# [Reading text]

* * * * * * * * *

Julien, fired by Montreal midway through the 2005-06 campaign, returns to the Bell Centre as coach of the New Jersey Devils on Saturday night. The Canadiens are off to a 7-2-3 start for 17 points this season under first-year head coach Guy Carbonneau. A year ago under Julien, they were 8-3-1 - also for 17 points - after 12 games.
"Last year, we were down most of the games and we found ways to score in the third period or in overtime," said Montreal captain Saku Koivu. "This year, even though we want to be more consistent for 60 minutes, I think we're more consistent than we were last year.
"And our penalty killing and power play are another reason we're doing well."
Goaltending from Cristobal Huet and David Aebischer and some of the NHL's best special-teams play have carried the Canadiens thus far. They have allowed only six goals while shorthanded this season, but have also scored six times while a man short.
Neither Koivu nor any other Canadien appeared to have any quarrel with Julien, who spent three years with the Habs after replacing Michel Therrien in January 2003.
So while it is a game Julien no doubt would like to win, it is no grudge match for the Canadiens.
"We had no problems with him," added Koivu. "He was fair to us.
"But a coach's job is to deliver points. We started well and then hit that low point in the middle of the season and the coach is the one who paid for that."
Last season, the Canadiens started with a 12-3-1 mark before winning only seven of the next 25 games, dropping from first to 10th place in the NHL Eastern Conference.

* * * * * * * * *

# [Assignment 1]
Duplicate the part of the Canadiens article starting at "So while it" and ending at "fair to us.".
# [Assignment 2]
List every person named in the Canadiens article.
# [Assignment 3]
According to the Canadiens article, whom did Julien replace as coach, and when?
The lines that follow come from a separate source and are unrelated to the Canadiens article.

* * * * * * * * *

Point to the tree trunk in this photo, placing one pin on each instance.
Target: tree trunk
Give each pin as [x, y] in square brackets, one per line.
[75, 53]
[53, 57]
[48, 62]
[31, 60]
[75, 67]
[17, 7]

* * * * * * * * *

# [Answer 1]
So while it is a game Julien no doubt would like to win, it is no grudge match for the Canadiens.
"We had no problems with him," added Koivu. "He was fair to us.

# [Answer 2]
Julien, Guy Carbonneau, Saku Koivu, Cristobal Huet, David Aebischer, Michel Therrien

# [Answer 3]
He replaced Michel Therrien in January 2003.